• Given passage:
— START —

How the hell can a few dollars help keep it alive? It doesnt cost anything for you to make this simple little program.

----------


## kynox

Since when was WoW free? And why should i not ask for donations? I don't see you out there supporting such a large community.

----------


## Quafe

kynox! can you help me do a mac MEFix pls! (i'm willing to pay $$$)

----------


## DarkneZZimba

Yeah, Kynox is right creating a program is a difficult thing and asking for a donation os ok,
kYnox mm sory for this, when r you going t ocreate wowme without dlls)?

----------


## kynox

> Yeah, Kynox is right creating a program is a difficult thing and asking for a donation os ok,
> kYnox mm sory for this, when r you going t ocreate wowme without dlls)?


When i get the time

----------


## zeldafan1234

Hi Kynox

I have always enjoyed your fix, but now I keep experiencing problems.
I put all my patches in my Data folder in format
Patch-a.MPQ
Then I put all the patch names in my WoWME.conf in format
Patch-a.MPQ
Thus it would lead me to presume that everything would work fine, all my patches would show up in game, clean as silk, but no.

It seems like your model fix AND WoW by itself (without me starting up with the fix) is just ignoring my edits...

— END —

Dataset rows
— START —

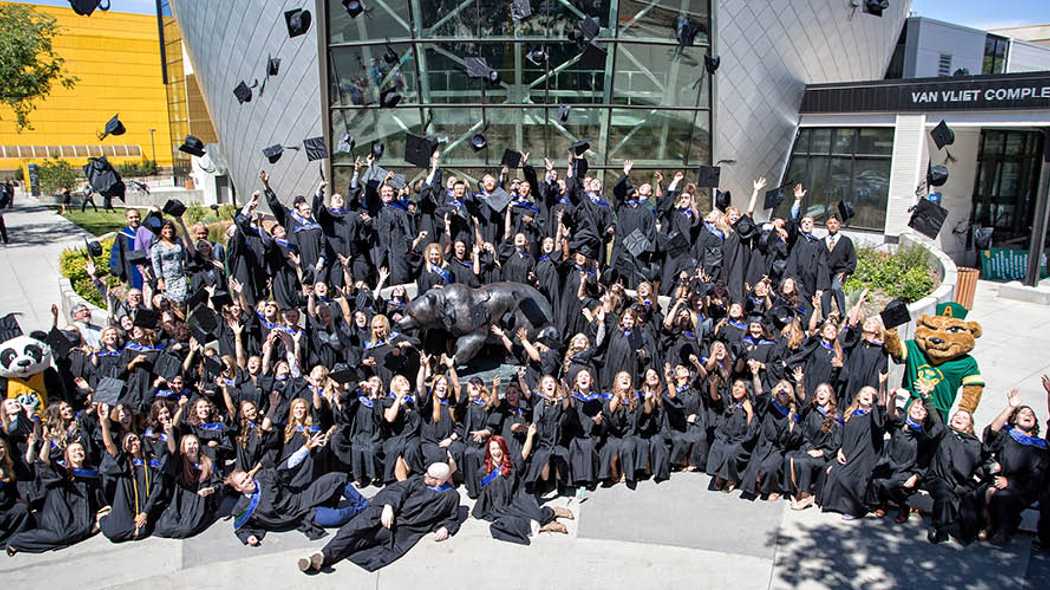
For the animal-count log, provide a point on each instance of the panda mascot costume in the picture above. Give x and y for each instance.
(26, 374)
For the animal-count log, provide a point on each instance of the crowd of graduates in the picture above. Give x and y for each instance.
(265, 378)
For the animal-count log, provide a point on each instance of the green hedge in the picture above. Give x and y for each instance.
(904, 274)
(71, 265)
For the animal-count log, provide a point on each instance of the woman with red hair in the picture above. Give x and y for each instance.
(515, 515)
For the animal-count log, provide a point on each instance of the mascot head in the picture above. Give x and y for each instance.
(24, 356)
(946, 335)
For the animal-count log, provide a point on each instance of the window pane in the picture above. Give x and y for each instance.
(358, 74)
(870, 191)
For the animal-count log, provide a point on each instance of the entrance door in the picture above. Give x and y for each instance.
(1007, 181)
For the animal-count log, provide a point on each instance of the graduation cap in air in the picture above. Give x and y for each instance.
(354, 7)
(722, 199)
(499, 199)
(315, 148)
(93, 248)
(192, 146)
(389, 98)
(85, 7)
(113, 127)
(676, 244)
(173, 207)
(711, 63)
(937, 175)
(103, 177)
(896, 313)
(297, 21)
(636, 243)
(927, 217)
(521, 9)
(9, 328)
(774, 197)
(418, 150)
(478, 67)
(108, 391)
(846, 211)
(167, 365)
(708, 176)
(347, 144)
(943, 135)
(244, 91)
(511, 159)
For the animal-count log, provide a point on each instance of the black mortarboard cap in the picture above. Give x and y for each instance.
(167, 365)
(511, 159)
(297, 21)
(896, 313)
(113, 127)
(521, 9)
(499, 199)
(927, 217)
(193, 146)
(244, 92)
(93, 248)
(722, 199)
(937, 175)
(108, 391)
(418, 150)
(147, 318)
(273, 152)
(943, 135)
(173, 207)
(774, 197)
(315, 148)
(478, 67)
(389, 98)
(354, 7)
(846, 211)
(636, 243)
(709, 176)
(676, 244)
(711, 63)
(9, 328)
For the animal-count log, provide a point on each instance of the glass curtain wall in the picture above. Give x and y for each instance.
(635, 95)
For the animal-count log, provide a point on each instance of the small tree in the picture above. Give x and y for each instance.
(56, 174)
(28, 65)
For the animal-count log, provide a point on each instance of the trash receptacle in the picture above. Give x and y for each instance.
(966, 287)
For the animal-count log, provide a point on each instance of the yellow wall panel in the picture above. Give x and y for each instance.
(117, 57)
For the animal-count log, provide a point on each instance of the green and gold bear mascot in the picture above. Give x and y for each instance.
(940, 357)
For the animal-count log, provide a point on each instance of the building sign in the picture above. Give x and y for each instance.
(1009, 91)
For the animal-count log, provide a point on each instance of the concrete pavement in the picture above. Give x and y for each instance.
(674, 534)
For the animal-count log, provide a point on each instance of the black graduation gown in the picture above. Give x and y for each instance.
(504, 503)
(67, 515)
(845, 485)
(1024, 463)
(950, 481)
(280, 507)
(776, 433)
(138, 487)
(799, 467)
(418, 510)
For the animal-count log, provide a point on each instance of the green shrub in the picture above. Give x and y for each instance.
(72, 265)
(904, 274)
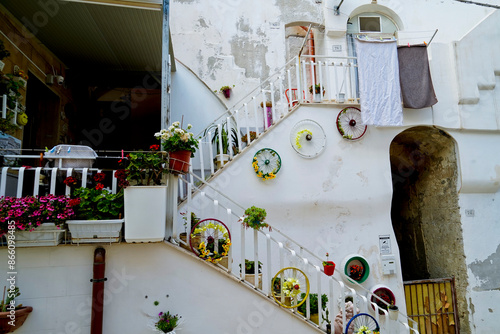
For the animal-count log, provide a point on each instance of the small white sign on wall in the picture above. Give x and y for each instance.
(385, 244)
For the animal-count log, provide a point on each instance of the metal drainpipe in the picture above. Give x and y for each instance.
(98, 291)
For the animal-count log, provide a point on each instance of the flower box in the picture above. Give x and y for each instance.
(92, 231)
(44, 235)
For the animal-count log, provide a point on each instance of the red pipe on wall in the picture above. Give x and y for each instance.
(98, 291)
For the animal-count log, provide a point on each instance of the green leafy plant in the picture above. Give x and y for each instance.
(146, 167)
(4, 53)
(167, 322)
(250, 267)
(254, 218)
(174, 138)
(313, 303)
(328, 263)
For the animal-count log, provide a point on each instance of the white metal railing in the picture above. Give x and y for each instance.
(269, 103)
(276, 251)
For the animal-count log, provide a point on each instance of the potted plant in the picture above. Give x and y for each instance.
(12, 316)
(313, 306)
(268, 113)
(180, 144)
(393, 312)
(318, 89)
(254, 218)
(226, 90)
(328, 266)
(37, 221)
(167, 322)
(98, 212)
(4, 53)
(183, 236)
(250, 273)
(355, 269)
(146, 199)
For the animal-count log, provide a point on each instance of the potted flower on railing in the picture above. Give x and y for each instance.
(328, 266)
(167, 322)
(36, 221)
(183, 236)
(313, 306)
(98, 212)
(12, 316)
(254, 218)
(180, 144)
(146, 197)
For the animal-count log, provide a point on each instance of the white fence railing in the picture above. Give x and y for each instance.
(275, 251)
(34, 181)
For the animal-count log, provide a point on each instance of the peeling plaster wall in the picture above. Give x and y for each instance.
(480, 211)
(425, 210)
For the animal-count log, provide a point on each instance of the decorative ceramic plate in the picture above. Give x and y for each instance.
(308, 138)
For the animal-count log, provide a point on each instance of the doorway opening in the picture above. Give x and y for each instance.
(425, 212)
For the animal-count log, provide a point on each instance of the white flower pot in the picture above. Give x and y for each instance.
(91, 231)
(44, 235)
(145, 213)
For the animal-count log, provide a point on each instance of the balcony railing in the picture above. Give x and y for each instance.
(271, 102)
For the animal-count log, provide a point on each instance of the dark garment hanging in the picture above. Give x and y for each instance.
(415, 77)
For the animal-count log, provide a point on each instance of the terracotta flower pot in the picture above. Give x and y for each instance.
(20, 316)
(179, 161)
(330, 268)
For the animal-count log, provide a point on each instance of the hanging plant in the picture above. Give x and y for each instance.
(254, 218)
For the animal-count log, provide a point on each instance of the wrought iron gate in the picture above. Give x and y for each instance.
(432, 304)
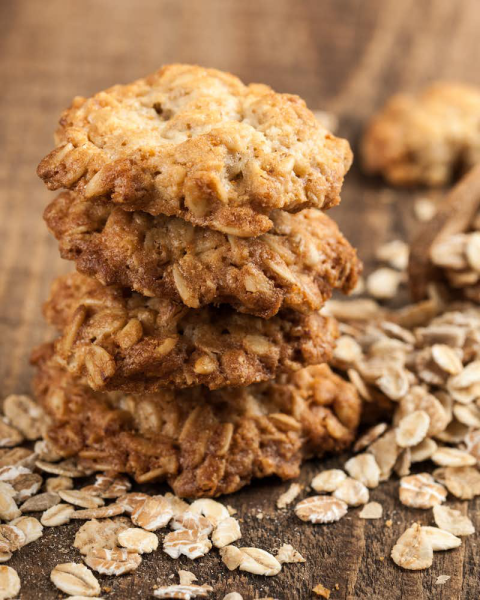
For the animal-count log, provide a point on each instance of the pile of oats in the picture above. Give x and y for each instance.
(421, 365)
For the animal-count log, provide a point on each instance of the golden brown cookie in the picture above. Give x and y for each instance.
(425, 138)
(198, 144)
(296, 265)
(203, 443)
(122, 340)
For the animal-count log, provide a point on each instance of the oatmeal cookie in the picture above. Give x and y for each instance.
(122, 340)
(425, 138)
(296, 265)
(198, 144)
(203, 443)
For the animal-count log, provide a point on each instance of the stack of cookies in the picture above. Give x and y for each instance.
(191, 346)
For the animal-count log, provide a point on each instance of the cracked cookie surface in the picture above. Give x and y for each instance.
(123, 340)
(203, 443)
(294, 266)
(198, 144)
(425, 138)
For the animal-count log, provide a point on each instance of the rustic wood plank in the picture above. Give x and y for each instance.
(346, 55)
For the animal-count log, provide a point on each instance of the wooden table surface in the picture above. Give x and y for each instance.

— END —

• Goals:
a) Condense the paragraph of the forum thread that begins "I have always enjoyed your fix" into a short bulleted list that keeps its main facts.
b) List every distinct username that appears as a post header in the forum thread.
c) Quote the forum thread word for word, from "I have always" up to and including "silk, but no.".

• Answers in order:
a)
- The writer has always enjoyed the fix but now keeps running into problems.
- All patches were placed in the Data folder, named in the format Patch-a.MPQ.
- All patch names were entered in WoWME.conf in the same Patch-a.MPQ format.
- The writer expected everything to work and the patches to show up in game, but they did not.

b) kynox, Quafe, DarkneZZimba, zeldafan1234

c)
I have always enjoyed your fix, but now I keep experiencing problems.
I put all my patches in my Data folder in format
Patch-a.MPQ
Then I put all the patch names in my WoWME.conf in format
Patch-a.MPQ
Thus it would lead me to presume that everything would work fine, all my patches would show up in game, clean as silk, but no.